(Passage provided)
Key Takeaways
- Peter DeSantis, Amazon’s newly appointed AI leader, is pursuing a cost-focused approach to compete in the artificial intelligence market.
- The company is leveraging proprietary Trainium and Inferentia chips to develop AI models more affordably than competitors.
- While Amazon’s Nova model hasn’t topped performance benchmarks, the upcoming Nova 2 version promises improved competitiveness.
- Shares of Amazon have declined approximately 8% since the start of the year amid worries over $200 billion in planned capital investments.
- David Luan, who led Amazon’s AGI Lab, revealed his exit from the company this week.
Amazon is charting a different course in artificial intelligence: competing on affordability rather than simply chasing cutting-edge performance.
As Amazon’s freshly named AI chief, Peter DeSantis is championing a cost-centric approach. His fundamental thesis is straightforward — artificial intelligence carries an unsustainable price tag, and Amazon possesses the capability to fix it.
“AI has a cost problem,” DeSantis stated. “If we ultimately want AI to transform everything, the costs have to be different.”
DeSantis assumed leadership of AI initiatives last December following the exit of former chief AI scientist Rohit Prasad. The 28-year company veteran previously played a pivotal role in developing AWS and Amazon’s semiconductor division.
Amazon’s shares have declined about 8% year-to-date. Market participants express concern over the tech giant’s planned $200 billion capital expenditure allocation for this year — predominantly directed toward AI infrastructure — while financial analysts estimate the company will consume approximately $9 billion in cash during the first quarter.
The stakes for DeSantis couldn’t be higher.
Proprietary Silicon at the Core
The strategy revolves around Amazon’s internally developed semiconductors: Trainium chips for model training and Inferentia chips for inference workloads. The company asserts these processors deliver up to 50% cost savings compared to competing solutions.
“If we can build our models on our chips, we can build them at a fraction of the cost of a pure-play AI model provider,” DeSantis explained.
This pricing advantage is already winning over clients. Nimbus Therapeutics, a Boston-based pharmaceutical research company, discovered that Amazon’s Nova model delivered comparable accuracy to Anthropic’s Claude while costing just one-tenth as much.
Additionally, Amazon provides Nova Forge, enabling corporate clients to construct tailored AI models instead of subscribing to premium services like ChatGPT or Gemini.

(Items from a data source)
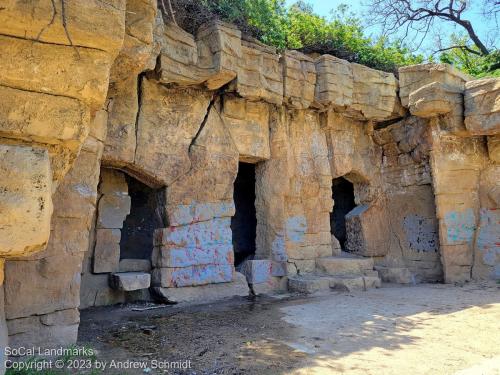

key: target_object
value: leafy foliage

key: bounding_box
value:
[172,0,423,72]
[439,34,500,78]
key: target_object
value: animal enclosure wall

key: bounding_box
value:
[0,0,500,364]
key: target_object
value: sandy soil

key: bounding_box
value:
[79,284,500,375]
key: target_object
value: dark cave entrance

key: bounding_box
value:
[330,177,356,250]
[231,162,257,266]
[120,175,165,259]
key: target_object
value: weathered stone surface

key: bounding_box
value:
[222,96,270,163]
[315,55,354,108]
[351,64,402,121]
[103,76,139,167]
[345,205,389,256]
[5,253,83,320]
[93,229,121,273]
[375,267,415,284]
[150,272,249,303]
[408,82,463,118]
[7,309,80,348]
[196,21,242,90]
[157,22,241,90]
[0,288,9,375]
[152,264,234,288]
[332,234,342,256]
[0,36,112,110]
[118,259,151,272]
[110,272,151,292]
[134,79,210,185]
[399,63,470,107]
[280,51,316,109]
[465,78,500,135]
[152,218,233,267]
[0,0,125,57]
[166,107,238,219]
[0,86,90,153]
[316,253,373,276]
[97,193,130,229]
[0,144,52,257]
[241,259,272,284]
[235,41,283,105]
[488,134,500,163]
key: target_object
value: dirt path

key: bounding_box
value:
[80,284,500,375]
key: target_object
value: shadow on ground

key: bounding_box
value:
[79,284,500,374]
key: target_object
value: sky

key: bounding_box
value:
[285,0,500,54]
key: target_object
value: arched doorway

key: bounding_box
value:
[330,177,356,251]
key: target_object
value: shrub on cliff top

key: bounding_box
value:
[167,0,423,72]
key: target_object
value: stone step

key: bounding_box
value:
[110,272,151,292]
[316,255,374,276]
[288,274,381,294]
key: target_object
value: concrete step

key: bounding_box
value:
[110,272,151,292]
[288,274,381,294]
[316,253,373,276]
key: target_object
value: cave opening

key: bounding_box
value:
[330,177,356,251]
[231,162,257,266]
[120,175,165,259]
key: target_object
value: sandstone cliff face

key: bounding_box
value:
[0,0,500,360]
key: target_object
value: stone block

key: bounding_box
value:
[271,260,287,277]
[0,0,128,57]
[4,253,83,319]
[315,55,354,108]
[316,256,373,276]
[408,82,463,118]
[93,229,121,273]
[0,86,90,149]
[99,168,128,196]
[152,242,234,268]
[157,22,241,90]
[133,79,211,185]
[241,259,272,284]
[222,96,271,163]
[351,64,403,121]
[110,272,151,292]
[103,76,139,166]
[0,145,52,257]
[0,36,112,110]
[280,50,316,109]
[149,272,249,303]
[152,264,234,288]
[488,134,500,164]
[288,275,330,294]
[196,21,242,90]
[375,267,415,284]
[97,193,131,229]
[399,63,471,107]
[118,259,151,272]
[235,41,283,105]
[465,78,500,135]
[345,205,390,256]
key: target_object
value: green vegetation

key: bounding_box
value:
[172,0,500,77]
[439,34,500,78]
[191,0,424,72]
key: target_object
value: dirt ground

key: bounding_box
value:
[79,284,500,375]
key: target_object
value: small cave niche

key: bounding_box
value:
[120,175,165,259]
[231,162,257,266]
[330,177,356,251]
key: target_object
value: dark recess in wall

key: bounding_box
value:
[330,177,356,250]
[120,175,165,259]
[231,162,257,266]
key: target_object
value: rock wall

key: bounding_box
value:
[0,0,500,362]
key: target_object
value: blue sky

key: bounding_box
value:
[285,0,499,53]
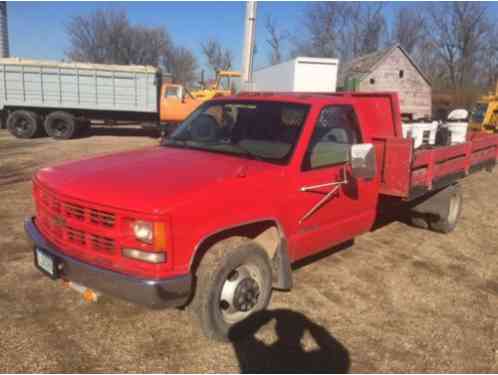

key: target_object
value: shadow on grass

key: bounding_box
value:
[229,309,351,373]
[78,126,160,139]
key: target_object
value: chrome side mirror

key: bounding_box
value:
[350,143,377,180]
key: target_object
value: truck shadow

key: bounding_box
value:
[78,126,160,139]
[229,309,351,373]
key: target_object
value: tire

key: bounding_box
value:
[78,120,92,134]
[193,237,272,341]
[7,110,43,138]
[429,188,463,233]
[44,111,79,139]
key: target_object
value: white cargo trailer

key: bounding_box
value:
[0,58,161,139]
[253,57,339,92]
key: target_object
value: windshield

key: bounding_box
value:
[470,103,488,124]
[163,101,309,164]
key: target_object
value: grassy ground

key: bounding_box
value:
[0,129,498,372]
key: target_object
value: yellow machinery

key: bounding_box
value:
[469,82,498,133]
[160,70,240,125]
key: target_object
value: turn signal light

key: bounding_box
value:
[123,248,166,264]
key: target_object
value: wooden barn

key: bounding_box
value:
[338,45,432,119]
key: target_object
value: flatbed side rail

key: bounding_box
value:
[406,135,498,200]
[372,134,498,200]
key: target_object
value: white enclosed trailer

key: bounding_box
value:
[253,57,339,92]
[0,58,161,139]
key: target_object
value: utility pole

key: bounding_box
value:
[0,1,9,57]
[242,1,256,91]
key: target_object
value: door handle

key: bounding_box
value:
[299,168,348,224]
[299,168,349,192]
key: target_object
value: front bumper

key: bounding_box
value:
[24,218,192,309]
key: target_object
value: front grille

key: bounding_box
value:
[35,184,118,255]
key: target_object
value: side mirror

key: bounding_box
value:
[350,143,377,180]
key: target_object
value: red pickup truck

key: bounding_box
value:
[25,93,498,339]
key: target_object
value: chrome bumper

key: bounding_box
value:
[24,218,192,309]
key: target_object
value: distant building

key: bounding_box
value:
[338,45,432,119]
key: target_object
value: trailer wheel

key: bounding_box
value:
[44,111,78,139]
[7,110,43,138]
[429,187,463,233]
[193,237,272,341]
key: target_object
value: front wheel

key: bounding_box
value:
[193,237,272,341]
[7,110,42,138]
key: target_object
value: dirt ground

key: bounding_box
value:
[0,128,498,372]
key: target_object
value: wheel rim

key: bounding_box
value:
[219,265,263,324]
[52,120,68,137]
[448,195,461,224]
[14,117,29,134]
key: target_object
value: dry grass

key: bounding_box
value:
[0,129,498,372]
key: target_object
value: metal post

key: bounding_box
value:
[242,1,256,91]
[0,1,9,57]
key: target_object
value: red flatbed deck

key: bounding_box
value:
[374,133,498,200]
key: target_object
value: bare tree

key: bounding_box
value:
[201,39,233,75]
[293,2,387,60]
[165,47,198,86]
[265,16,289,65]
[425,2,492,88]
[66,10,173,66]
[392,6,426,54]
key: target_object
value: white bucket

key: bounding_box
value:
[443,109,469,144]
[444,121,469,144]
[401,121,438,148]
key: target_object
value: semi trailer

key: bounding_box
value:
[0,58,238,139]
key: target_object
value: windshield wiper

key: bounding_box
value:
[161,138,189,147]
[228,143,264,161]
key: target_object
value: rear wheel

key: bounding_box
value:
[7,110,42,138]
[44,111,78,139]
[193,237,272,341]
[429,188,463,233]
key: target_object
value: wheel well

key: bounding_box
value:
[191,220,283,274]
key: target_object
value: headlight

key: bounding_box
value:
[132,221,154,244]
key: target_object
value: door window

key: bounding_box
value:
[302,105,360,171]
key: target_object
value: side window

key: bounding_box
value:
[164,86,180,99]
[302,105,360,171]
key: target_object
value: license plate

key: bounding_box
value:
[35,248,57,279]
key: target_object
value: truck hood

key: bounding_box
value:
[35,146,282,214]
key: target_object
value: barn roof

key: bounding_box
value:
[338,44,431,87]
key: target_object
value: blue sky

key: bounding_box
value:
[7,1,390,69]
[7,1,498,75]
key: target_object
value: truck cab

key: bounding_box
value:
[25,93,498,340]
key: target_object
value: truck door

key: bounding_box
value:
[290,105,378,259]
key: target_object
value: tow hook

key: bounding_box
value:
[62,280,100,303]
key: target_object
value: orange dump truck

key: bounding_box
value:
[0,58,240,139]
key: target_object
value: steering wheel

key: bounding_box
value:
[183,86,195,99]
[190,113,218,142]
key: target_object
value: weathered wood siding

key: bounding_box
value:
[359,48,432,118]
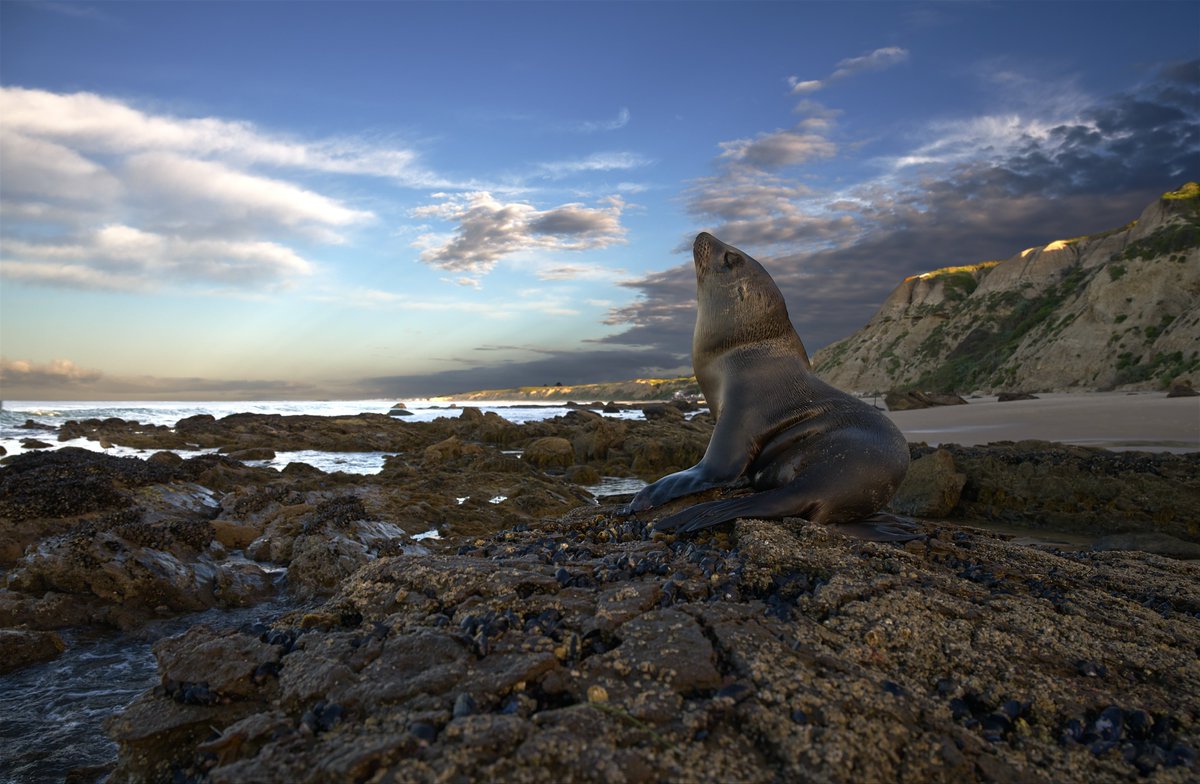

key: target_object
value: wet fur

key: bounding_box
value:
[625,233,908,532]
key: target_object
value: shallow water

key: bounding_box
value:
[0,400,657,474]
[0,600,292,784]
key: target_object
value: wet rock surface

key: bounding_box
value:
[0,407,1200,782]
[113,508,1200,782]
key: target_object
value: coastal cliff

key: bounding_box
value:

(List of tasks)
A. Retype the part of the article on Amazon's AI strategy between "- David Luan, who" and "capability to fix it.", inclusive.
B. Write what comes next in the article on Amazon's AI strategy, picking up after its final sentence.

(Task answers)
A.
- David Luan, who led Amazon’s AGI Lab, revealed his exit from the company this week.
Amazon is charting a different course in artificial intelligence: competing on affordability rather than simply chasing cutting-edge performance.
As Amazon’s freshly named AI chief, Peter DeSantis is championing a cost-centric approach. His fundamental thesis is straightforward — artificial intelligence carries an unsustainable price tag, and Amazon possesses the capability to fix it.

B.
Amazon’s primary Nova model has underperformed rivals in independent performance evaluations. The company maintains that Nova 2 delivers superior results, though independent benchmark verification remains unavailable.
Amazon also responded slowly to the generative AI revolution. Following ChatGPT’s debut in late 2022, the e-commerce giant convened urgent strategy sessions to formulate its response.
“Amazon was slower to realize the importance of generative AI,” noted Lloyd Walmsley, senior analyst at Mizuho.
The Talent Equation
Amazon confronts workforce retention obstacles as well. Compensation for software engineers and research scientists at the company lags behind Meta, OpenAI, Apple, and Anthropic, per Levels.fyi data. The organization also eliminated roughly 30,000 corporate positions through two separate workforce reductions.
This Tuesday brought news that David Luan, who headed Amazon’s AGI Lab, would be departing the company. The laboratory will remain operational under DeSantis’s supervision.
DeSantis maintains he’s not pursuing headline-grabbing product launches like OpenAI and Anthropic. He described frequent releases as “kind of how you stay in the news” while suggesting they don’t necessarily deliver meaningful customer value.
According to Amazon, variants of its Nova model now process over 70% of Alexa queries. The company’s Rufus shopping assistant chatbot attracted more than 300 million users throughout 2025.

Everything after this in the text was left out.